■ **TASK TO COMPLETE**
In the records below, find each line that holds "bumper" and return it.
++++ DATA SHOWN
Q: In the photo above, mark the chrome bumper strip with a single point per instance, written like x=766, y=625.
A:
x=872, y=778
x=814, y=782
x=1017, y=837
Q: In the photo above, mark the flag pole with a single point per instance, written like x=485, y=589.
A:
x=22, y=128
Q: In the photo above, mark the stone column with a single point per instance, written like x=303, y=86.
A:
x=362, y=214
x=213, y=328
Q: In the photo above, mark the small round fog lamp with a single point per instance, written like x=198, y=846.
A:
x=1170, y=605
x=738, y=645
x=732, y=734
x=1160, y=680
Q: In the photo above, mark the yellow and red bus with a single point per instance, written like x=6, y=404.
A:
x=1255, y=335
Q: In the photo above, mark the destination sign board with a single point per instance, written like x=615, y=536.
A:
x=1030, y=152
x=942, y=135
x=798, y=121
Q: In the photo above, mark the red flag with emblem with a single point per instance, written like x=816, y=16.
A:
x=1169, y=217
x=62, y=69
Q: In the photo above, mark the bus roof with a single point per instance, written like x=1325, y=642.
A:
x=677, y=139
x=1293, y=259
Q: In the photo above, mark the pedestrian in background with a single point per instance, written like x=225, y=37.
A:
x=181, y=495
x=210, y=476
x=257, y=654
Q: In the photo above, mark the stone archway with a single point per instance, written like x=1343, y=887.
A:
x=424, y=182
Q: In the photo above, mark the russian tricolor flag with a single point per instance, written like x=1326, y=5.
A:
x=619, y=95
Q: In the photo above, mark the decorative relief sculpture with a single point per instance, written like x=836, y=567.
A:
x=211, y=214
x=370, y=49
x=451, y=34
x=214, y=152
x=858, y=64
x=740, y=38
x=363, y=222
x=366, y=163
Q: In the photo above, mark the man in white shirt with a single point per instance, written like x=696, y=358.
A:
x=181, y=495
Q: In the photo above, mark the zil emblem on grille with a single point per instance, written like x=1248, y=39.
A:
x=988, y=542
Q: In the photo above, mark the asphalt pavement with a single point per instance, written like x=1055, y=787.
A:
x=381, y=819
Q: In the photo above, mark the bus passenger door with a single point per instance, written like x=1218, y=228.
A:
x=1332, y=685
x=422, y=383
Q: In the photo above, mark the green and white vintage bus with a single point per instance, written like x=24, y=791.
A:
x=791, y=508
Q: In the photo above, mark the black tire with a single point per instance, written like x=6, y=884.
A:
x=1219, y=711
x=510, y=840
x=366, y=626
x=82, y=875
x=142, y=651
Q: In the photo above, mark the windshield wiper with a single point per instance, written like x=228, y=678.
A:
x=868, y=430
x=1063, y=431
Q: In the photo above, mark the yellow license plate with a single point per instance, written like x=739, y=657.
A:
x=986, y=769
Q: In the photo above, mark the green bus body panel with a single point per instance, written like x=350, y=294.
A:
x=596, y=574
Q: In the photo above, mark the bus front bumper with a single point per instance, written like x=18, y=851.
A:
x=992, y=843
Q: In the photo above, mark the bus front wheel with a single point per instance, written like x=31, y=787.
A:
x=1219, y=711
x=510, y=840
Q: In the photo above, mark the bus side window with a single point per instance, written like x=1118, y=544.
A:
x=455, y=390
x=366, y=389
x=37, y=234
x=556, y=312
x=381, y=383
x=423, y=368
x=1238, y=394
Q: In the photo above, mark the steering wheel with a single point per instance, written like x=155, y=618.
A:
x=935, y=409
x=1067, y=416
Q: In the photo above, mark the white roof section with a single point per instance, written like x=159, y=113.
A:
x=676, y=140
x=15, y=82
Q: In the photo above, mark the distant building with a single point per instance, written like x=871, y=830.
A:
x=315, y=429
++++++++
■ **ANSWER TO THIS EXERCISE**
Q: In the photo above, mark the chrome bumper strip with a single point per instance, written like x=766, y=625.
Q: In the photo above, mark the bus front bumper with a single point per instance, written like x=18, y=851.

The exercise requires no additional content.